> ABOUT THIS TASK: A word-for-word restatement of all the records is the required answer.

Data items:

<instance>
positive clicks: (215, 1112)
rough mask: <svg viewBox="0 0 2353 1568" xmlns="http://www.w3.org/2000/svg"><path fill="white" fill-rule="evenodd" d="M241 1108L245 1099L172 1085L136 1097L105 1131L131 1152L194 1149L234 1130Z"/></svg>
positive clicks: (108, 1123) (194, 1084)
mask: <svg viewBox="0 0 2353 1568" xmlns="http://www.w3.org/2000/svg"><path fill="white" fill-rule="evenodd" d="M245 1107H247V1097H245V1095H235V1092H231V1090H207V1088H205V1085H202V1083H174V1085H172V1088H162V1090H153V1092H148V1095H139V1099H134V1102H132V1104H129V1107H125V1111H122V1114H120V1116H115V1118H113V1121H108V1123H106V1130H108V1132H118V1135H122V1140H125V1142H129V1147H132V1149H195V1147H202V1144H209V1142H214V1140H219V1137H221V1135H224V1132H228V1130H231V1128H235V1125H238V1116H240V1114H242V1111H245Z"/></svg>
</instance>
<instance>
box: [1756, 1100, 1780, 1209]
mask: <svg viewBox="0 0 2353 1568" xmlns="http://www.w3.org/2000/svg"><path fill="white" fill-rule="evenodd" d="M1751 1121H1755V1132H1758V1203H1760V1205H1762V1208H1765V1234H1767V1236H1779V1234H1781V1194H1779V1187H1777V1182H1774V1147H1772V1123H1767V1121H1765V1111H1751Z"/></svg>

> ANSWER TO THIS EXERCISE:
<instance>
positive clicks: (215, 1112)
rough mask: <svg viewBox="0 0 2353 1568" xmlns="http://www.w3.org/2000/svg"><path fill="white" fill-rule="evenodd" d="M241 1108L245 1099L172 1085L136 1097L105 1131L131 1152L194 1149L234 1130Z"/></svg>
positive clicks: (108, 1123) (194, 1084)
mask: <svg viewBox="0 0 2353 1568" xmlns="http://www.w3.org/2000/svg"><path fill="white" fill-rule="evenodd" d="M245 1107H247V1097H245V1095H235V1092H231V1090H207V1088H205V1085H202V1083H174V1085H172V1088H162V1090H153V1092H148V1095H139V1099H134V1102H132V1104H129V1107H125V1111H122V1114H120V1116H115V1118H113V1121H108V1123H106V1130H108V1132H118V1135H122V1140H125V1142H129V1147H132V1149H195V1147H202V1144H209V1142H214V1140H219V1137H221V1135H224V1132H228V1130H231V1128H235V1125H238V1116H240V1114H242V1111H245Z"/></svg>
</instance>
<instance>
box: [1756, 1100, 1780, 1209]
mask: <svg viewBox="0 0 2353 1568" xmlns="http://www.w3.org/2000/svg"><path fill="white" fill-rule="evenodd" d="M1751 1121H1755V1132H1758V1203H1760V1205H1762V1208H1765V1234H1767V1236H1779V1234H1781V1194H1779V1187H1777V1182H1774V1147H1772V1123H1767V1121H1765V1111H1751Z"/></svg>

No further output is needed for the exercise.